** Object detection data **
——————
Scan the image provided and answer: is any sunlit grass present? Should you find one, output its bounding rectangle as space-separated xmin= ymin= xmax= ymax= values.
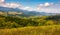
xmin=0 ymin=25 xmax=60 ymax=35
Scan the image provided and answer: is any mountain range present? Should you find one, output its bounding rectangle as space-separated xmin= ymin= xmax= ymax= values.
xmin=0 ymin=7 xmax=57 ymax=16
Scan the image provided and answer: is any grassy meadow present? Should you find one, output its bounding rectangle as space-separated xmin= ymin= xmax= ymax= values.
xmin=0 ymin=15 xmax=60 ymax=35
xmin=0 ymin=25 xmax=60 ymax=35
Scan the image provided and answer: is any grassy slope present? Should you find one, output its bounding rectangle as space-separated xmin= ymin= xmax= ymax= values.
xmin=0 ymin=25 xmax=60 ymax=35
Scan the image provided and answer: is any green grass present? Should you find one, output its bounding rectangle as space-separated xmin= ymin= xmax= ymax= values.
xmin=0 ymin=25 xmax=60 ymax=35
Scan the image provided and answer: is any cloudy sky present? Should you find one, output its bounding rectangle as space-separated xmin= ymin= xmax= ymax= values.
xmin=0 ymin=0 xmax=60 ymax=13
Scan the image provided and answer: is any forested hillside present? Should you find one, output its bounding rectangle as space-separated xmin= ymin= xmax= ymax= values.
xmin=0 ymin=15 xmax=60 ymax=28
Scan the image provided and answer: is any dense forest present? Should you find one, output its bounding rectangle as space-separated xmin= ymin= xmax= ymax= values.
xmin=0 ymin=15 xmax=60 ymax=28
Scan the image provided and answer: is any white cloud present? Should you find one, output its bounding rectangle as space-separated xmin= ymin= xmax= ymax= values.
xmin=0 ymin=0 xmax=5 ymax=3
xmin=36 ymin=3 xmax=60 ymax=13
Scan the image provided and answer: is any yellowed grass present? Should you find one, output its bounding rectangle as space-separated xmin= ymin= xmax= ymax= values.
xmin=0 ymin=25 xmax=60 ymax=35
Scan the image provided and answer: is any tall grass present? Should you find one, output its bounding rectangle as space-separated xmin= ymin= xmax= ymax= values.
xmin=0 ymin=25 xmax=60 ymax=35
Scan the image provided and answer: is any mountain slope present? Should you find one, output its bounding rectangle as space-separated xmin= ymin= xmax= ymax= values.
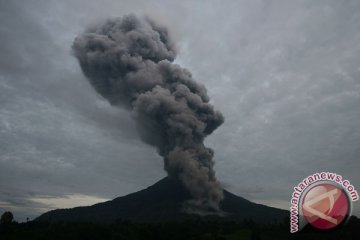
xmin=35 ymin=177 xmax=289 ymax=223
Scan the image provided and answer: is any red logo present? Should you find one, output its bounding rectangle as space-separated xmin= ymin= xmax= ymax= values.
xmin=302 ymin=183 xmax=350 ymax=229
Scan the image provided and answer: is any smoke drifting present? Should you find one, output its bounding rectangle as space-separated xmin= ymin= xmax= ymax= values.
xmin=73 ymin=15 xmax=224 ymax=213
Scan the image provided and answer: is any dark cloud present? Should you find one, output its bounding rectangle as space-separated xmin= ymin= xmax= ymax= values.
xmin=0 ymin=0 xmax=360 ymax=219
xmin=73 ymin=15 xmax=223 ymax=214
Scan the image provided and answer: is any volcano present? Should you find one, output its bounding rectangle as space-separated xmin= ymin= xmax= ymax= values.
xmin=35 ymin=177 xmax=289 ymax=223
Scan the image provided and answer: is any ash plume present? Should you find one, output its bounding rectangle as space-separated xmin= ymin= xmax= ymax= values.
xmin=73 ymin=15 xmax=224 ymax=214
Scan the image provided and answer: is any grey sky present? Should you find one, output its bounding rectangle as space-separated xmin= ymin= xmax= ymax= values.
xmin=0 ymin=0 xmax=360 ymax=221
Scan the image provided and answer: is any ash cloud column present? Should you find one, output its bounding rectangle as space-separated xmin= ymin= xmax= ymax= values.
——————
** GIVEN INSTRUCTION **
Please repeat, unchanged, the stretch from the line containing "Scan the image provided and answer: is any volcano" through the end of the rows above.

** CORRECT RESULT **
Scan the image provided and answer: is any volcano present? Should you find one, output its bounding rectangle as space-separated xmin= ymin= xmax= ymax= values.
xmin=35 ymin=177 xmax=289 ymax=223
Scan the image provided and answer: is any ash plume present? Should you find one, output its bounding rectangle as space-separated xmin= ymin= xmax= ymax= values.
xmin=73 ymin=15 xmax=224 ymax=214
Scan the image provided and answer: is any grey sky present? Should you find one, output its bounding rectangle as space-separated xmin= ymin= xmax= ymax= values.
xmin=0 ymin=0 xmax=360 ymax=221
Scan the image provided and answer: is any ash cloud column present? Should you find one, output its bounding rectangle as space-separated xmin= ymin= xmax= ymax= values.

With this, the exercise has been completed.